▶ **제공된 자료**
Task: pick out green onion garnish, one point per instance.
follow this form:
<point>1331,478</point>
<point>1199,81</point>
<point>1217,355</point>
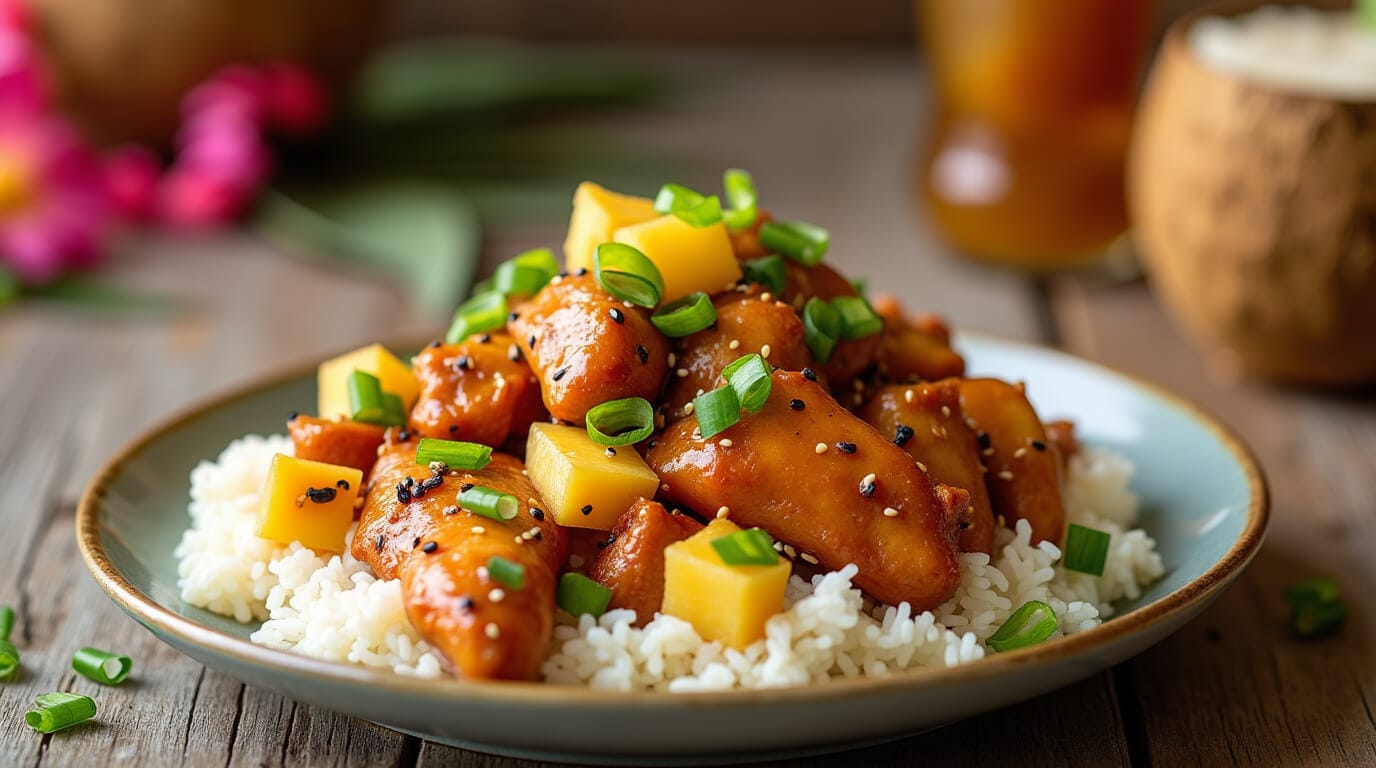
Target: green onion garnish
<point>581,595</point>
<point>621,423</point>
<point>1086,549</point>
<point>8,659</point>
<point>687,315</point>
<point>749,376</point>
<point>102,666</point>
<point>1317,607</point>
<point>692,207</point>
<point>716,410</point>
<point>453,454</point>
<point>857,317</point>
<point>489,503</point>
<point>482,313</point>
<point>740,196</point>
<point>751,547</point>
<point>1021,631</point>
<point>820,328</point>
<point>511,576</point>
<point>59,710</point>
<point>628,274</point>
<point>800,241</point>
<point>768,271</point>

▶ **목표**
자료 전체를 다시 적되, "green onion garnish" 표현은 모두 "sesame seed garnish" 표현으로 바꾸고 나머지는 그대로 두세요. 사진은 빼고 적어 주세요.

▶ **문제 풀이**
Task: pick out sesame seed garnish, one point per instance.
follow this form:
<point>1331,478</point>
<point>1199,81</point>
<point>1217,355</point>
Target: sesame seed garnish
<point>581,595</point>
<point>621,423</point>
<point>1086,549</point>
<point>8,659</point>
<point>687,315</point>
<point>749,376</point>
<point>102,666</point>
<point>1317,607</point>
<point>692,207</point>
<point>716,410</point>
<point>453,454</point>
<point>857,317</point>
<point>489,503</point>
<point>482,313</point>
<point>740,196</point>
<point>751,547</point>
<point>1021,631</point>
<point>820,328</point>
<point>511,576</point>
<point>59,710</point>
<point>628,274</point>
<point>800,241</point>
<point>768,271</point>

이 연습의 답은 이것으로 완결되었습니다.